* [Tasks for this exercise]:
#1 Condense the paragraph beginning "The first point I want to touch on" in the passage on football's origins into a short bulleted list that keeps its main facts.
#2 According to the passage on football's origins, in what year was rugby football codified?

* [Passage]:
The first point I want to touch on is the origin of the “organized” game. While the exact origins of the game are debated, and many cultures seem to have similar style games, the rules that the present game derives from come from a series of rules developed between British public schools who played similar style games but each with their own specific differences. (See where I’m going with this about different Presbyterian branches?) The rules of what we now recognize as Association Football and the predecessor to the modern Laws of the Game were agreed upon in 1863 with the formation of the Football Association. Some of the schools’ versions of the games involved the use of the hands and an alternate game, based on the game played at Rugby School , was codified in 1870 as rugby football. (Note the not-so-subtle inclusion of the rugby goal in the banner picture on the Rugby School web site.) So bottom line for polity: rules were agreed by collections of individuals representing the different schools and where different rules were favored different branches of the sport developed.

* [Stored records]:
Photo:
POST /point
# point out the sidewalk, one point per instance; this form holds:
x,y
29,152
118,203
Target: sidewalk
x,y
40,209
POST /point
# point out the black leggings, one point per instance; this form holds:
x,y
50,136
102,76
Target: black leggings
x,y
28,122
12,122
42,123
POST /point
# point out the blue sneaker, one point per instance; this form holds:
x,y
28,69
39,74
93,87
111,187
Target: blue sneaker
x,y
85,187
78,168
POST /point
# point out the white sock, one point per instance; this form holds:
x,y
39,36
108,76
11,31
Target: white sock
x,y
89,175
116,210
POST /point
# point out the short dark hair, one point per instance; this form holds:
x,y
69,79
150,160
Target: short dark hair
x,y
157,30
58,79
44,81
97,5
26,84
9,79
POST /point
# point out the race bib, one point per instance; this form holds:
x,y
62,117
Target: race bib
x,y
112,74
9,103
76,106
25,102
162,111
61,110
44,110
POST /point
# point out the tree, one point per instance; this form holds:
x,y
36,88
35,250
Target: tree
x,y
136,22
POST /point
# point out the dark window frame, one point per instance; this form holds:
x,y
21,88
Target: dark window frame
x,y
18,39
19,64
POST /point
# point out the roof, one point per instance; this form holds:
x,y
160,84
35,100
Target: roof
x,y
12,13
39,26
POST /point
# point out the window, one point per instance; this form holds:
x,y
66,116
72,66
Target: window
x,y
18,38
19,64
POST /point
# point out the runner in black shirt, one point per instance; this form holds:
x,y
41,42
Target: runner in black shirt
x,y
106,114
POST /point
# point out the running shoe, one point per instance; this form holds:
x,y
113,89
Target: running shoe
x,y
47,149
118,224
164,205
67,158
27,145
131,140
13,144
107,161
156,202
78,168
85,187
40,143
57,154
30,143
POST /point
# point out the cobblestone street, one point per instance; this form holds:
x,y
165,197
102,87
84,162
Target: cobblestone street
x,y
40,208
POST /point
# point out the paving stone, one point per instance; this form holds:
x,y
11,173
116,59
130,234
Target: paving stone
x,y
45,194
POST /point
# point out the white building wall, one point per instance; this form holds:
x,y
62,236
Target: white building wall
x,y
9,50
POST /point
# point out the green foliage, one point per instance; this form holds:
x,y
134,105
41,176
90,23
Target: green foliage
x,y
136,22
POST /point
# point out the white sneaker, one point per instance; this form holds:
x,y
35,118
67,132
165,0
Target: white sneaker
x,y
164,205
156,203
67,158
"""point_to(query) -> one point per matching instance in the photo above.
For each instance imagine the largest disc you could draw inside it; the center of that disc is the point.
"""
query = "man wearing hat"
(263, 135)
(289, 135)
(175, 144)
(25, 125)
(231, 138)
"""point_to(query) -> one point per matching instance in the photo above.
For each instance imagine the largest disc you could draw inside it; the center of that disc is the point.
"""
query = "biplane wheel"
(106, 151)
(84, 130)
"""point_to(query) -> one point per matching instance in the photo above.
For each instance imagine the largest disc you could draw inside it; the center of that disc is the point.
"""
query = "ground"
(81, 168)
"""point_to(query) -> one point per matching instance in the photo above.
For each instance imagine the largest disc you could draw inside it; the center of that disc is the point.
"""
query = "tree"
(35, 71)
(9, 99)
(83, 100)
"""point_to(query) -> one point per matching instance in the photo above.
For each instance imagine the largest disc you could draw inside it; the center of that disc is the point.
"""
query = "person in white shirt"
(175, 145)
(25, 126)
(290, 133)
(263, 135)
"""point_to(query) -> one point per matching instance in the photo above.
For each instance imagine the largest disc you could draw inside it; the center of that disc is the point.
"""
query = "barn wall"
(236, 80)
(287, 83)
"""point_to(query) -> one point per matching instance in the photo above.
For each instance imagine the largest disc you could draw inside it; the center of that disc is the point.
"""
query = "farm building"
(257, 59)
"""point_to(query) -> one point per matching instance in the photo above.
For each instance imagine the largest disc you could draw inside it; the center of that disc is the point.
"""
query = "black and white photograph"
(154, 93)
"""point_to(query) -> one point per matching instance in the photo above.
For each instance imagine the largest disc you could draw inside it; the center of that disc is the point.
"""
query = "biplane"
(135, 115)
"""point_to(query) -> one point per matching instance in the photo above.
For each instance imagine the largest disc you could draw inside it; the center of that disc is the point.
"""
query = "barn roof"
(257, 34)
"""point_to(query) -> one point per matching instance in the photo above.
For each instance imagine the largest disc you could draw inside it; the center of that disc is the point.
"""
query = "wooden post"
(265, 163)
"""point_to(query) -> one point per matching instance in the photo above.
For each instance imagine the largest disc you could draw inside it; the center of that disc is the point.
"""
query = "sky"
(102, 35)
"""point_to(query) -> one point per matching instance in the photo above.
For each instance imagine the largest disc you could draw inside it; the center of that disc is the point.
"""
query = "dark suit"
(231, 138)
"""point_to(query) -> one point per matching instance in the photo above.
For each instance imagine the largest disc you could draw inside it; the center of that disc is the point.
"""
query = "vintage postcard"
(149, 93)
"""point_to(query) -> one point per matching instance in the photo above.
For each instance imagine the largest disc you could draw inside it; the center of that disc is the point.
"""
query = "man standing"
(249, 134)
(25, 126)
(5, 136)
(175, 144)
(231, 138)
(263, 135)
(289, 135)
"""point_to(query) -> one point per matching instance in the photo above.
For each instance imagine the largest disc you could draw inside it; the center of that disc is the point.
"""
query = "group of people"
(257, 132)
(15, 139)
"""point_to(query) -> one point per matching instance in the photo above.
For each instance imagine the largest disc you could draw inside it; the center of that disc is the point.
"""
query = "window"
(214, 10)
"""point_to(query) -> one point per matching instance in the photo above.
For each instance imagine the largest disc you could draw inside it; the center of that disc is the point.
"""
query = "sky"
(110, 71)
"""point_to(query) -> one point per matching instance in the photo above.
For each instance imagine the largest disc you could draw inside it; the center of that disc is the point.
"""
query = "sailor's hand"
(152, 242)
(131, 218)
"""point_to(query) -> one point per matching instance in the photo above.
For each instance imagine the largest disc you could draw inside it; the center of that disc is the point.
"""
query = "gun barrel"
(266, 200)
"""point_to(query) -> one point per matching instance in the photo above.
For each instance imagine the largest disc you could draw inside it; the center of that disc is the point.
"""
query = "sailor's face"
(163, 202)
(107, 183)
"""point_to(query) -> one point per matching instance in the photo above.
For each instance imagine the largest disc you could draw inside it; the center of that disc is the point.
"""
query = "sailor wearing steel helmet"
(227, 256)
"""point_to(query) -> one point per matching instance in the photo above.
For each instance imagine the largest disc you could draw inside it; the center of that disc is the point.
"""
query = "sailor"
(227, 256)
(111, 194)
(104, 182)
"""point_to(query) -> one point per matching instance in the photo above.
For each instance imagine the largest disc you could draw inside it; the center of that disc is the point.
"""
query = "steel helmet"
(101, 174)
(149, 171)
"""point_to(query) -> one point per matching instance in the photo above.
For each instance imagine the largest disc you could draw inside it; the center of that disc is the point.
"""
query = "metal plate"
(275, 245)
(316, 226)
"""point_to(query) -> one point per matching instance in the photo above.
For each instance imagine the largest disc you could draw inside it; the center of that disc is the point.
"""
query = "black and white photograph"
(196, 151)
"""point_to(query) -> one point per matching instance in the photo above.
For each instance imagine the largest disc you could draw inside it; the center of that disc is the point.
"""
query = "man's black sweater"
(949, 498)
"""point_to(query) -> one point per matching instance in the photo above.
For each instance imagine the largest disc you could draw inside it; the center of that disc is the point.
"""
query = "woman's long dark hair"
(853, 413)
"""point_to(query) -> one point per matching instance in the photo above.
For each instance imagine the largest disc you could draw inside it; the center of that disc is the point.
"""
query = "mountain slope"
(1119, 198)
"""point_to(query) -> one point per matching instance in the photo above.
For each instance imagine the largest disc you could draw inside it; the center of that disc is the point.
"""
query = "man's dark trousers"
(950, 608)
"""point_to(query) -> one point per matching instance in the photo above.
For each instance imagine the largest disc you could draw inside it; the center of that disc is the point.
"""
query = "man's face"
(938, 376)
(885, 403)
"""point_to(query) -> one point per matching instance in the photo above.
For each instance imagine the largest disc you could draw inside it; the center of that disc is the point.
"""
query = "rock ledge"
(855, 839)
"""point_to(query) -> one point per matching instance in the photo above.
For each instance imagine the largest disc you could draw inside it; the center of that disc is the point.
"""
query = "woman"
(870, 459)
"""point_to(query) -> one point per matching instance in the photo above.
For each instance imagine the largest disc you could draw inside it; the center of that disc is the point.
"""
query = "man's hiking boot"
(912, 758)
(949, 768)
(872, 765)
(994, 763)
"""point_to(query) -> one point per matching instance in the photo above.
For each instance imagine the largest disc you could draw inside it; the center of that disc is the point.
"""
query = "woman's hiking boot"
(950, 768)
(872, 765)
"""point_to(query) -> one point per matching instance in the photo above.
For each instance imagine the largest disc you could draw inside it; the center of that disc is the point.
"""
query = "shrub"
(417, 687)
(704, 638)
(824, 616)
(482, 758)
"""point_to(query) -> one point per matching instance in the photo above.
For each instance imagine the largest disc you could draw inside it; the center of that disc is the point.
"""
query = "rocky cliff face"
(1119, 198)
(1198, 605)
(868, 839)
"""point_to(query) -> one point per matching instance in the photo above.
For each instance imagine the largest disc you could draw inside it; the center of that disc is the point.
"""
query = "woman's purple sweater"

* [Responses by task]:
#1
- The exact origins of the game are debated, and many cultures seem to have similar games.
- Today's rules derive from rules developed among British public schools, which each played similar games with their own differences.
- The rules of Association Football, the predecessor to the modern Laws of the Game, were agreed upon in 1863 when the Football Association was formed.
- Some schools' versions involved using the hands. A game based on the one played at Rugby School was codified in 1870 as rugby football.
- Bottom line for polity: individuals representing the different schools agreed on the rules, and where different rules were favored, different branches of the sport developed.

#2 1870